==== The data
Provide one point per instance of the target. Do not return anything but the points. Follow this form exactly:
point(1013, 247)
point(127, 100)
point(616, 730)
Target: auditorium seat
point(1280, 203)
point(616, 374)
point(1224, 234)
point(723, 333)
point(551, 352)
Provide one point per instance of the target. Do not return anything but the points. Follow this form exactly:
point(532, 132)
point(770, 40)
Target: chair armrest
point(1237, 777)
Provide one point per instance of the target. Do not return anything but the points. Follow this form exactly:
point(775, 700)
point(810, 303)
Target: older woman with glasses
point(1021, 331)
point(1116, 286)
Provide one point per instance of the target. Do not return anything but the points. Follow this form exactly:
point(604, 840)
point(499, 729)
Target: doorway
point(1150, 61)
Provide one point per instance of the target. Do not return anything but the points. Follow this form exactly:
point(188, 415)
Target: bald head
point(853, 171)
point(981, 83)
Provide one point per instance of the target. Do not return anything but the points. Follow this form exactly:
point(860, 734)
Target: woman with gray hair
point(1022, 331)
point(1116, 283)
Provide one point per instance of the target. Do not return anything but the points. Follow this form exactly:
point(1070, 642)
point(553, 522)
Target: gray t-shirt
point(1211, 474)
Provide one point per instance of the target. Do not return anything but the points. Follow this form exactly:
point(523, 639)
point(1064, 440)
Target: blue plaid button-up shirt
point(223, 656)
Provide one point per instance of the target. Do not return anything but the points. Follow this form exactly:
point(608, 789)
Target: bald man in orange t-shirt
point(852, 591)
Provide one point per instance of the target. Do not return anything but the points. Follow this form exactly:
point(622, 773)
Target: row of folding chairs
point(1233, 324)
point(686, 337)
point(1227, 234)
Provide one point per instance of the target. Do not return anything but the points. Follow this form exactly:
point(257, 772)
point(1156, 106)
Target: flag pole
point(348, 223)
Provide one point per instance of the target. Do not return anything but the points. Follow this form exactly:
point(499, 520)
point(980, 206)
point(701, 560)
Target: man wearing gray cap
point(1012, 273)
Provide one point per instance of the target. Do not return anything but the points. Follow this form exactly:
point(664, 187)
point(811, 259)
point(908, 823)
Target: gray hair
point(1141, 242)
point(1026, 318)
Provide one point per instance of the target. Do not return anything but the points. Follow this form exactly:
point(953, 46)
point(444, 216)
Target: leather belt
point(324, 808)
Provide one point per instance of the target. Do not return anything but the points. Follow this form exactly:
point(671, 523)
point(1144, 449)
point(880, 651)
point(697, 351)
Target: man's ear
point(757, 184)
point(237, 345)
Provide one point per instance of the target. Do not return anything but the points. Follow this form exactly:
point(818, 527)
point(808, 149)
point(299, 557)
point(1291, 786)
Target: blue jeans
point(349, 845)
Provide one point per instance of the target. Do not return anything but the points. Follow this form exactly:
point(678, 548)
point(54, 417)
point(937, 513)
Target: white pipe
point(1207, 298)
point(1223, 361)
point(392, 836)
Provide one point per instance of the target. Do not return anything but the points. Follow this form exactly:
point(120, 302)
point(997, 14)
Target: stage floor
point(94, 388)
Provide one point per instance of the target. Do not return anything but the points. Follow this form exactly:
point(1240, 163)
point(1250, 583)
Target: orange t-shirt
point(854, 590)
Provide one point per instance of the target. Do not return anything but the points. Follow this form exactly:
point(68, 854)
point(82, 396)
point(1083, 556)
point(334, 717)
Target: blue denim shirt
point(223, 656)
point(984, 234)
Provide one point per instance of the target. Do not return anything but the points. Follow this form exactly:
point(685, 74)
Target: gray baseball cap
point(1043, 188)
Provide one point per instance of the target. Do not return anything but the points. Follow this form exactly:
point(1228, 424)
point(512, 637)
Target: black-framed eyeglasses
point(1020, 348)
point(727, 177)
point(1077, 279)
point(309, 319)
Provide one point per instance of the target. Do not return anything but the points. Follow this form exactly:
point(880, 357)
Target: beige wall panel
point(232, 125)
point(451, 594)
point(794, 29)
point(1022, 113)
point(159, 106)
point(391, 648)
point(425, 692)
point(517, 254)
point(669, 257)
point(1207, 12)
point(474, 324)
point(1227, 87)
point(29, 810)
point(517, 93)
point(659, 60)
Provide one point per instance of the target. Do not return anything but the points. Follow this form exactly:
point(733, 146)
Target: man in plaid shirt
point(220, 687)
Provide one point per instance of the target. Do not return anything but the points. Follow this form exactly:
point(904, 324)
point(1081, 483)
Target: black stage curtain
========
*Task objective*. I would like you to return every entry exactly, with nothing changed.

*Reply*.
Provide one point per instance of the target. Do not return anything but the points. Follow this form exactly:
point(1013, 247)
point(127, 100)
point(616, 730)
Target: auditorium seat
point(1280, 203)
point(616, 374)
point(1224, 234)
point(723, 333)
point(551, 352)
Provide one point per instance of the target. Do not return anything but the points. Follow this form exactly:
point(532, 132)
point(770, 40)
Target: chair armrest
point(1237, 777)
Provide one point per instance of the target. Do not return anything but the points. Follow this form exactly:
point(775, 700)
point(810, 303)
Target: older woman with glasses
point(1021, 331)
point(1116, 286)
Provide one point per instance of the target. Do not return anything but the points. Follow this form exactly:
point(604, 840)
point(499, 729)
Target: doorway
point(1150, 61)
Provide one point per instance of the target. Do not return anything but the points. Follow this form exactly:
point(188, 415)
Target: bald head
point(853, 171)
point(981, 83)
Provide one point per instance of the target. Do not return anything but the points. Follow this form exactly:
point(860, 734)
Target: woman with gray hair
point(1022, 331)
point(1116, 283)
Provide one point per instance of the target. Do not return anything but the points. Follow this form exactly:
point(1070, 642)
point(553, 522)
Target: gray t-shirt
point(1211, 474)
Provide one point per instance of the target. Do not return anything but the points. Follow this form exactly:
point(523, 639)
point(1064, 440)
Target: blue plaid button-up shirt
point(223, 656)
Provide one point per instance of the target. Do not return anything but the points. Follow this form exactly:
point(608, 789)
Target: bald man in orange t-shirt
point(852, 591)
Provide one point per instance of the target. Do not return anything but the points. Follow this form exactly:
point(622, 773)
Target: row of folding chairs
point(1233, 324)
point(686, 337)
point(1227, 234)
Provide one point per instance of the target. Do not return anything but the points. Follow this form exactly:
point(257, 772)
point(1156, 106)
Target: flag pole
point(348, 223)
Provide one point per instance of the target. Do not return anything but the points. Follow this form exactly:
point(499, 520)
point(980, 206)
point(701, 560)
Target: man wearing gray cap
point(1012, 273)
Provide one point per instance of the target. Do not return anything but the points. Follow this form exactly:
point(664, 187)
point(811, 259)
point(908, 823)
Target: gray hair
point(1141, 242)
point(1026, 318)
Provide one point per instance of the target. Do not return anything but the points. Follow this form exactly:
point(953, 46)
point(444, 216)
Target: leather belt
point(324, 808)
Provide one point per instance of the target. Do not return anything but the points. Follow this form exactly:
point(671, 523)
point(1144, 449)
point(880, 651)
point(697, 351)
Target: man's ear
point(757, 184)
point(237, 345)
Provide one point per instance of the target. Do not return anything but the points. Follow this form exactly:
point(818, 527)
point(808, 149)
point(299, 557)
point(1291, 786)
Target: blue jeans
point(349, 845)
Provide one point per instance of the target. Do not return anything but the points. Follow this form exactly:
point(678, 548)
point(54, 417)
point(937, 513)
Target: white pipe
point(1207, 298)
point(1223, 361)
point(392, 836)
Provide one point per instance of the target. Do not return anything but the points. Follow this form exactly:
point(120, 302)
point(997, 14)
Target: stage floor
point(94, 388)
Provide one point per instance of the target. Do not return anything but the points. Follow this form exactly:
point(1240, 163)
point(1250, 583)
Target: orange t-shirt
point(854, 590)
Provide one point per instance of the target. Do not return anything but the points. Follow this form exactly:
point(68, 854)
point(82, 396)
point(1083, 556)
point(334, 717)
Target: blue denim shirt
point(223, 656)
point(984, 234)
Provide one point per instance of the target. Do not return anything but the points. Follow this form exactly:
point(685, 74)
Target: gray baseball cap
point(1043, 188)
Provide one point per instance of the target. Do not return anything but the points. Follow this form exactly:
point(1228, 424)
point(512, 637)
Target: black-framed eyeglasses
point(1020, 348)
point(727, 177)
point(1077, 279)
point(309, 319)
Provide one point per instance of the target. Do not return anything but the points. Follow this form exactly:
point(880, 357)
Target: beige wall panel
point(232, 125)
point(451, 594)
point(794, 29)
point(1022, 113)
point(159, 106)
point(391, 648)
point(425, 692)
point(517, 254)
point(669, 257)
point(1207, 12)
point(474, 324)
point(1227, 87)
point(29, 810)
point(517, 93)
point(659, 60)
Provide one point per instance of the target. Do not return anything but the points. Follow this form exactly:
point(733, 146)
Target: man in plaid shirt
point(220, 687)
Provide one point per instance of the target. Do not return anything but the points. Follow this form exactly:
point(904, 324)
point(1081, 483)
Target: black stage curtain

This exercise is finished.